▶ [Source material]

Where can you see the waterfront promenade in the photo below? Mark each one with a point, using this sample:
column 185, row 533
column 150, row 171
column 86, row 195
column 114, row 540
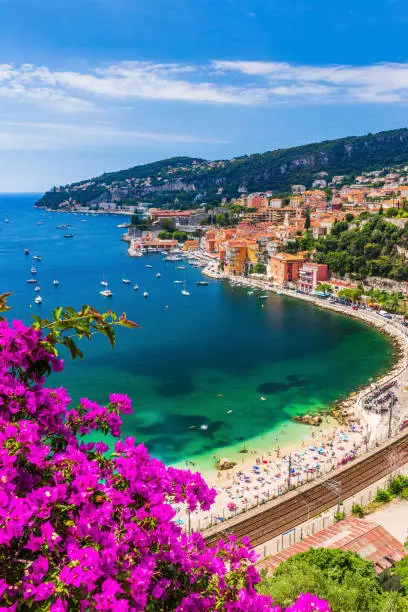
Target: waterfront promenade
column 345, row 445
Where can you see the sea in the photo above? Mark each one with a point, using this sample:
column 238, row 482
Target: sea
column 209, row 374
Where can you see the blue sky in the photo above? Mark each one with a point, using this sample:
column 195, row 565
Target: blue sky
column 96, row 85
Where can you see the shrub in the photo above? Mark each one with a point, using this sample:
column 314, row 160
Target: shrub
column 357, row 510
column 398, row 484
column 85, row 528
column 383, row 495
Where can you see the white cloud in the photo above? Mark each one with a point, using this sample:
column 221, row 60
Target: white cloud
column 32, row 135
column 243, row 83
column 378, row 83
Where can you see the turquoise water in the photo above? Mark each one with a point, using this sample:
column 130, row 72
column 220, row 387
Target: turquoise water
column 194, row 361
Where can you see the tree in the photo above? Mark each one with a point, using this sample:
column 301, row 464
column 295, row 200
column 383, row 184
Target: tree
column 87, row 528
column 344, row 579
column 221, row 219
column 324, row 288
column 168, row 224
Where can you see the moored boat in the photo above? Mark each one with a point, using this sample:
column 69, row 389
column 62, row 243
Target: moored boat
column 106, row 293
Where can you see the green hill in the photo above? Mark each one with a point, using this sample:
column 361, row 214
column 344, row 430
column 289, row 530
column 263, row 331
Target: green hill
column 184, row 181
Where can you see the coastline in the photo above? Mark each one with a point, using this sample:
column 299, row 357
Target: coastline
column 351, row 432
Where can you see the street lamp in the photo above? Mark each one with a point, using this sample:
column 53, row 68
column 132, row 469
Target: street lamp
column 335, row 487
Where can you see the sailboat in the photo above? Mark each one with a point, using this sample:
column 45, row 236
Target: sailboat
column 106, row 293
column 184, row 290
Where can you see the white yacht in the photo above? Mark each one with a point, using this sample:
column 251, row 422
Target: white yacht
column 173, row 258
column 106, row 293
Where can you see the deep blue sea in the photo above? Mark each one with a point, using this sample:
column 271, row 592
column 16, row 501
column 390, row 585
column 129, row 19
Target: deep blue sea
column 194, row 358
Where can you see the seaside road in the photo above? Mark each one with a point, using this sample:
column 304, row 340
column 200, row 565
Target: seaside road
column 296, row 507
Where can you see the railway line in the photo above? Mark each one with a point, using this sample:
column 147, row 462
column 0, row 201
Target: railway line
column 279, row 516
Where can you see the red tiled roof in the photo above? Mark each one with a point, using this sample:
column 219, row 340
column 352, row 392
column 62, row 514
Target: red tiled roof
column 371, row 541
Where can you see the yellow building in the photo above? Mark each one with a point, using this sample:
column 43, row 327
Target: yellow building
column 190, row 245
column 235, row 257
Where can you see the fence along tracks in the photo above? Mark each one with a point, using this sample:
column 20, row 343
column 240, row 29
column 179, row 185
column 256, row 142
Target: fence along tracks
column 297, row 507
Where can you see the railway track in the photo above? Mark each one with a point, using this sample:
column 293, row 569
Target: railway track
column 281, row 515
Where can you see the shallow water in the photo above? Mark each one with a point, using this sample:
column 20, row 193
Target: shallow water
column 195, row 358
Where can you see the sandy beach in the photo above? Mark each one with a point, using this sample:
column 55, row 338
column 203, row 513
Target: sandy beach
column 363, row 422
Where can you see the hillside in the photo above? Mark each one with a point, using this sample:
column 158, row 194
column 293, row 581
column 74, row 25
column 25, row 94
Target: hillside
column 183, row 181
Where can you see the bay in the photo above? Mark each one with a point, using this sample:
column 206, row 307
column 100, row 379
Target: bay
column 194, row 359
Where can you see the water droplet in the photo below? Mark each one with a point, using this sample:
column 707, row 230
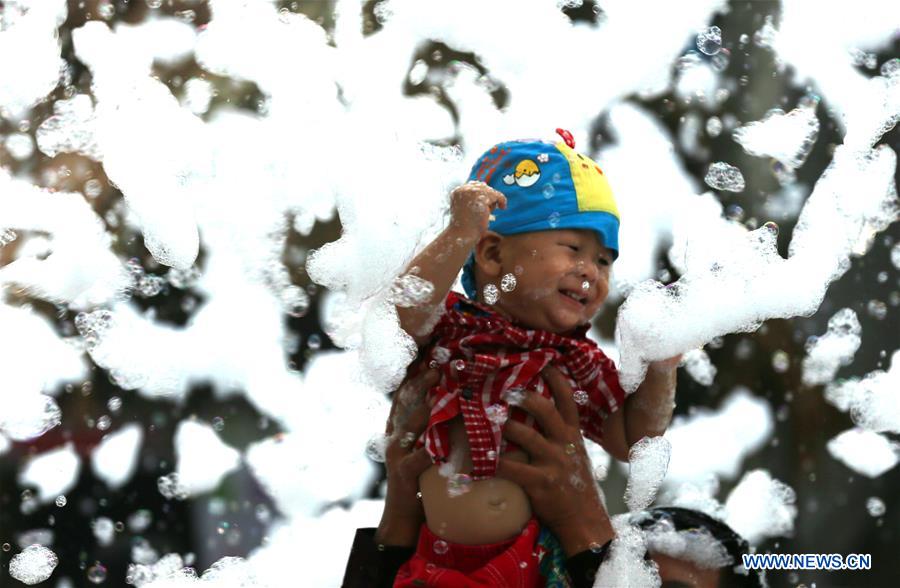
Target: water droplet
column 722, row 176
column 876, row 309
column 709, row 41
column 713, row 126
column 781, row 361
column 875, row 506
column 734, row 212
column 508, row 283
column 497, row 414
column 7, row 236
column 106, row 9
column 440, row 354
column 491, row 294
column 410, row 290
column 458, row 484
column 96, row 574
column 376, row 446
column 514, row 396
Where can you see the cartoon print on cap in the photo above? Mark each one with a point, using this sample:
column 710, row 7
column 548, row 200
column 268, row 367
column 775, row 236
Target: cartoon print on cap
column 526, row 175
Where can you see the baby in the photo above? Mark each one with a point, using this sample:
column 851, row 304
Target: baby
column 535, row 231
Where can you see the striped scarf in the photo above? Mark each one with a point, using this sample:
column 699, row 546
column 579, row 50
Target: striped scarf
column 484, row 360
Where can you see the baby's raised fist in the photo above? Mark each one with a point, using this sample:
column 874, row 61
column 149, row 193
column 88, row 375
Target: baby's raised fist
column 471, row 205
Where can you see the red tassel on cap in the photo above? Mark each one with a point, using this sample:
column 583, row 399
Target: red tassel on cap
column 567, row 137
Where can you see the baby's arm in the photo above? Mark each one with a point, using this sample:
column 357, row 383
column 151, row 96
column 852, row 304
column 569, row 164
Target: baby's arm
column 646, row 413
column 439, row 263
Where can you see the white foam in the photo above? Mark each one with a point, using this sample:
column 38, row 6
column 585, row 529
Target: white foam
column 114, row 460
column 136, row 122
column 740, row 427
column 203, row 459
column 30, row 29
column 697, row 363
column 648, row 460
column 624, row 564
column 33, row 565
column 761, row 507
column 873, row 401
column 697, row 546
column 53, row 472
column 864, row 451
column 787, row 138
column 732, row 285
column 834, row 349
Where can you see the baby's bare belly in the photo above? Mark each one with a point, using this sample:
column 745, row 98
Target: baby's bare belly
column 492, row 510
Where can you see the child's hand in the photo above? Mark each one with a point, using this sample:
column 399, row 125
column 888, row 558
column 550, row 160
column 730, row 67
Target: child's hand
column 471, row 205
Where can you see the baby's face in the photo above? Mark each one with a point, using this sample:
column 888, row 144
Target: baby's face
column 562, row 278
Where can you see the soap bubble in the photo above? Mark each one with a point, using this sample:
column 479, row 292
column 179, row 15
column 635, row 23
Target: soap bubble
column 722, row 176
column 33, row 565
column 710, row 41
column 7, row 236
column 514, row 396
column 376, row 446
column 781, row 361
column 876, row 309
column 491, row 294
column 171, row 487
column 410, row 290
column 875, row 506
column 496, row 413
column 458, row 484
column 713, row 126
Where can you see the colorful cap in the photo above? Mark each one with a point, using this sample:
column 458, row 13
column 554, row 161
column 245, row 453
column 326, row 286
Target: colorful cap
column 547, row 186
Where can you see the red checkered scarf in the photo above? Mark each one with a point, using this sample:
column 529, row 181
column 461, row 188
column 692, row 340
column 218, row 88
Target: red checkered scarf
column 482, row 355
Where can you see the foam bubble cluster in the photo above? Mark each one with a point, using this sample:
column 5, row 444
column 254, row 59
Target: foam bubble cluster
column 834, row 349
column 787, row 138
column 873, row 401
column 33, row 565
column 864, row 451
column 648, row 460
column 761, row 507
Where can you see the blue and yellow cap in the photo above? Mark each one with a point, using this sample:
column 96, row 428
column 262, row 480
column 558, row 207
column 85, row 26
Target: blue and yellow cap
column 548, row 186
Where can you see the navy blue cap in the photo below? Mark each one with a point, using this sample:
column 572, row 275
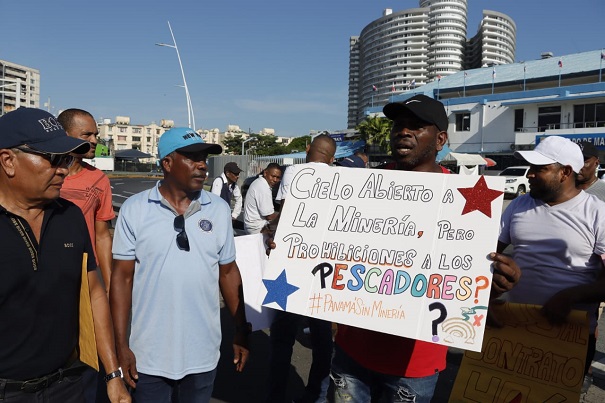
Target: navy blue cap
column 184, row 139
column 352, row 161
column 38, row 130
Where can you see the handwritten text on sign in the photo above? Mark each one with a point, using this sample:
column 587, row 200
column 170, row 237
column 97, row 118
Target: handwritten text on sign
column 399, row 252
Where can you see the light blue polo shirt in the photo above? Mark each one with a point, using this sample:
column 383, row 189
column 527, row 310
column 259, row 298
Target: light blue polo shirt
column 176, row 328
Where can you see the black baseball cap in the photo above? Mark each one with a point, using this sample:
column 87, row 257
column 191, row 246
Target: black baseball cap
column 588, row 149
column 38, row 130
column 424, row 108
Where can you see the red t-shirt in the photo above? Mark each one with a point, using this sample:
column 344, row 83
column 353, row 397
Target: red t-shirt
column 388, row 354
column 90, row 190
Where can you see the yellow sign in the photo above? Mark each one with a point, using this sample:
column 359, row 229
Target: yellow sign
column 527, row 360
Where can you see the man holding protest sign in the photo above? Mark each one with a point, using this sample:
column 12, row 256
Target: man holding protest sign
column 399, row 368
column 558, row 238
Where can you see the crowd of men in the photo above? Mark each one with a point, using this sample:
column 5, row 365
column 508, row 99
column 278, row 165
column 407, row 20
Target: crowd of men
column 154, row 290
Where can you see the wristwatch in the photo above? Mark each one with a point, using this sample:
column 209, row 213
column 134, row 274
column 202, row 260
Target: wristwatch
column 114, row 374
column 246, row 328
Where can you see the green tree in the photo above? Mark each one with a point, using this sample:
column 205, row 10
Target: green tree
column 299, row 144
column 233, row 144
column 376, row 131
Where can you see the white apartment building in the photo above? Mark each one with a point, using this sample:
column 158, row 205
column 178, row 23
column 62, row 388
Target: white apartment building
column 406, row 49
column 121, row 135
column 19, row 86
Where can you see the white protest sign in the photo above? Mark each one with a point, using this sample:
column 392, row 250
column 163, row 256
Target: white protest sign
column 398, row 252
column 251, row 260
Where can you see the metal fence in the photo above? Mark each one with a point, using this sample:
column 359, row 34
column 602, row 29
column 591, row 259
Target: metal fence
column 251, row 164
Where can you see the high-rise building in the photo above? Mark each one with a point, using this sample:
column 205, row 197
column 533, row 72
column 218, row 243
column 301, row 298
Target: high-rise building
column 19, row 86
column 409, row 48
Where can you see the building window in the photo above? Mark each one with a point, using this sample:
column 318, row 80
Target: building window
column 549, row 117
column 590, row 115
column 463, row 122
column 519, row 120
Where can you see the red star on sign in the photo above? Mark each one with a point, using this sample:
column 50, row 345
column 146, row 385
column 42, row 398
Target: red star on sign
column 479, row 197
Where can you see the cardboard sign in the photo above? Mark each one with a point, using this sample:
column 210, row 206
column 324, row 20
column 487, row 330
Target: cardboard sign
column 404, row 253
column 251, row 260
column 527, row 360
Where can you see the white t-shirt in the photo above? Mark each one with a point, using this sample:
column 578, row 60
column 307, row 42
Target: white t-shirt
column 556, row 247
column 258, row 205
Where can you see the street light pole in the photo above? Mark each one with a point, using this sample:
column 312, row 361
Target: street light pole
column 245, row 141
column 190, row 115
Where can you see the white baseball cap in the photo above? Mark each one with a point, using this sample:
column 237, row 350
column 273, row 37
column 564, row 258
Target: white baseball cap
column 554, row 149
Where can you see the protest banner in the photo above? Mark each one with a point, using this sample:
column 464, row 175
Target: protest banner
column 404, row 253
column 527, row 360
column 251, row 260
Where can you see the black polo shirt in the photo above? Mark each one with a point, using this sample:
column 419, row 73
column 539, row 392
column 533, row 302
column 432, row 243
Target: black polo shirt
column 40, row 289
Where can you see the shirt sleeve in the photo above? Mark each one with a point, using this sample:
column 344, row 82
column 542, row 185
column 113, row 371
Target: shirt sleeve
column 105, row 210
column 217, row 185
column 237, row 208
column 124, row 238
column 284, row 186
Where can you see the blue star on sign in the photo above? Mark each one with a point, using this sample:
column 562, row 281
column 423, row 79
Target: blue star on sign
column 278, row 290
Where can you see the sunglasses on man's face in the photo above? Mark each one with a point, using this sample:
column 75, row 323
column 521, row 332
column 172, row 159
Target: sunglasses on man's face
column 56, row 160
column 181, row 238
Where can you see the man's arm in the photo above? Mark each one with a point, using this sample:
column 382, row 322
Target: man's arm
column 103, row 250
column 237, row 207
column 105, row 338
column 230, row 283
column 120, row 297
column 559, row 305
column 506, row 273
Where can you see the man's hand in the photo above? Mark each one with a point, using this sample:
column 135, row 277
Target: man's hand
column 240, row 347
column 557, row 308
column 116, row 391
column 128, row 361
column 506, row 274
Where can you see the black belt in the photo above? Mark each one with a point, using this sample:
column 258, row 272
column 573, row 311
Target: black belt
column 37, row 384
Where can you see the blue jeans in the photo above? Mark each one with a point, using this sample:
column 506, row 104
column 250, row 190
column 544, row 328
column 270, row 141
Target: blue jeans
column 356, row 384
column 194, row 388
column 282, row 337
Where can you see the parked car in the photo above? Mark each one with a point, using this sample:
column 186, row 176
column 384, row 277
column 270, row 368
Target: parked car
column 516, row 180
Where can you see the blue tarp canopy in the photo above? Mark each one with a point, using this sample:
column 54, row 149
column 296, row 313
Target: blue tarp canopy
column 343, row 149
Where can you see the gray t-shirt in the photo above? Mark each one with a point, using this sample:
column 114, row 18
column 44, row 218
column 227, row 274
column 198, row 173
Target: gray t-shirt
column 556, row 247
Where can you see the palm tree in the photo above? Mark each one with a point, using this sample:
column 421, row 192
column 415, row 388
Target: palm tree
column 376, row 131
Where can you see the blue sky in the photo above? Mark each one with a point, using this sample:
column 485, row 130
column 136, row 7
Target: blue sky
column 278, row 64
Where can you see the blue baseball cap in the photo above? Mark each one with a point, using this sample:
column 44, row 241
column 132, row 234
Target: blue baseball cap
column 184, row 139
column 38, row 130
column 352, row 161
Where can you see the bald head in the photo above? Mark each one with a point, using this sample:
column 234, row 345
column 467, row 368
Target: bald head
column 321, row 149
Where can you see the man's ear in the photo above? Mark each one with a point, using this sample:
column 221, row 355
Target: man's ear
column 567, row 172
column 441, row 140
column 7, row 161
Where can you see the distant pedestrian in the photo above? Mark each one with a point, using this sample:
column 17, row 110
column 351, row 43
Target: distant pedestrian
column 258, row 206
column 173, row 252
column 225, row 186
column 285, row 325
column 587, row 179
column 89, row 188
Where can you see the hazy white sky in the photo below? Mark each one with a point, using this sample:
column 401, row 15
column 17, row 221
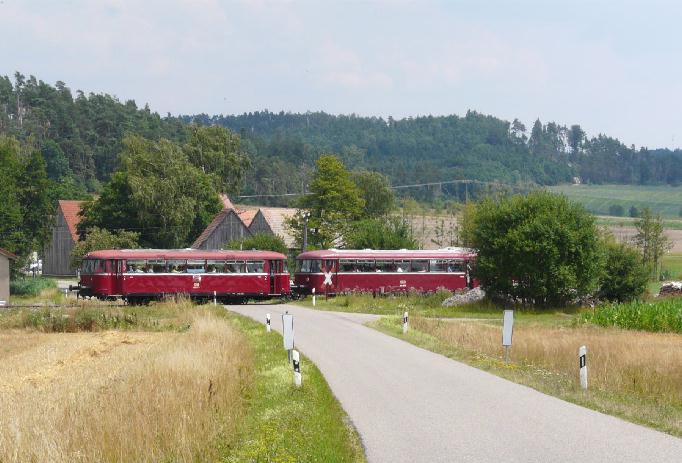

▶ [Goal of the exercise] Where a line contains the word "below", copy that line from the listing above.

▶ [Solution to this problem]
Where can you see the waterfront promenade in the photo below? Mark each one with a point, using this sample:
Where can you see the water droplet in the photo below? Mark each one with a point, using this sample:
Where can you see the navy blue cap in the photo below? Mark each one with a point, using this sample:
Where can you see the hazy white sky in the photo below? Mark each one with a point, using this sample:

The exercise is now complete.